Indiewire Chief Film Critic and Senior Editor Eric Kohn’s new book is called Harmony Korine: Interviews, and it delivers just that: A collection of interviews from the erstwhile filmmaker that span his offbeat career. Edited by Kohn, the collection tracks the director’s early years with Kids and Gummo, through his always-unique and deeply different contributions to the cinematic landscape of the aughts, from Mister Lonely to Spring Breakers. The book includes both new and old interviews with Korine, making it a must-buy for the Trash Humpers fan in your life (read: everyone).
Today at The Dissolve, we’re pleased to present an exclusive excerpt from Kohn’s book, an exclusive (and previously unpublished) interview with Korine from March of 2013. If you want to read more, Harmony Korine: Interviews is available now. Many thanks to the University of Mississippi Press for this excerpt.
Eric Kohn: How do you feel about the way Spring Breakers was perceived?
Harmony Korine: I’ve been so happy about it. It really reached a lot of people. The fact that the film exists the way it does and was seen by as many people as it was makes me really happy. I think more people saw this film than any of my other films combined already.
EK: It grossed more in its opening weekend than any of your previous movies in their entire theatrical runs.
HK: Yeah. Probably in the first day.
EK: Does that feel like a validation?
HK: I mean, I don’t know really need validation, but I feel happy that a lot of people got to see the film and that it’ll make things easier going forward when I want to make movies. I think there’s value in that it seems like, for the first time, a different audience saw the film, and was introduced to different types of images and a specific kind of storytelling. That’s exciting to me. It’s exciting to me that a lot of teenagers saw it.
EK: Were you surprised by the teen reactions to the movie?
HK: I had heard that a lot of them were sneaking in. That makes me very happy. Somehow it infiltrated the mainstream.
EK: Teen reactions on Twitter were pretty fascinating—they were all over the place.
HK: I think a lot of them thought it was going to be a certain type of film and then the actual film was completely different. But I knew that was going to be the case. That was part of the desire. It’s so much a part of the total concept of the film. In some ways, you never want the film to end; you just want it to go on. How could I not be happy about that?
EK: Do you have enough distance from the movie to view it outside of the intensity involved in making it?

## Written tasks
a - In the Korine interview, which publisher is thanked for the excerpt?
b - Write the next part of the Korine interview, picking up after its final line.
The listing comes from a source unrelated to the Korine interview.

## Material
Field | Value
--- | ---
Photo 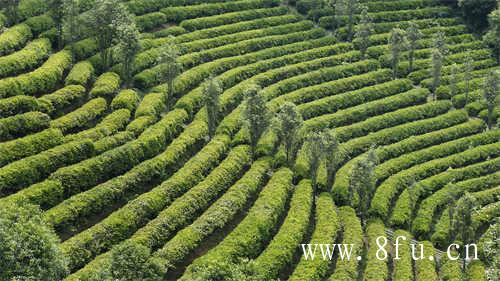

## Answers given
a - The University of Mississippi Press.

b -
HK: I don’t know how much thought I even want to give it. I haven’t really even started analyzing it that way. I don’t think I will. That’s the thing—you always want your films to be successful, for people to love them in some way. You want some type of reaction. But I never really know what the hell’s going on. I make the film and once it’s out there I just walk around.
EK: You’re savvier than you give yourself credit for.
HK: I’m thinking it through. This film was made like a piece of pop, so I wanted it to work in that way—in a popular context. It would only really succeed if it was introduced in that way. From the beginning, it was a piece of pop art cinema.
EK: It certainly seemed to be achieving that when Britney Spears tweeted that she was excited to see the film.
HK: That was ridiculous. That’s something where you live a long time and then something like that happens...a tweet from Britney—that’s like an Oscar. (laughs)
EK: The reception may have marked a new period of success for you, but you’re still being perceived in light of your earlier career antics—Selena Gomez and James Franco appeared separately on Letterman to promote the film, and in both cases, they addressed your nineties appearances on the show. How do you feel about that stage of your life still chasing you around?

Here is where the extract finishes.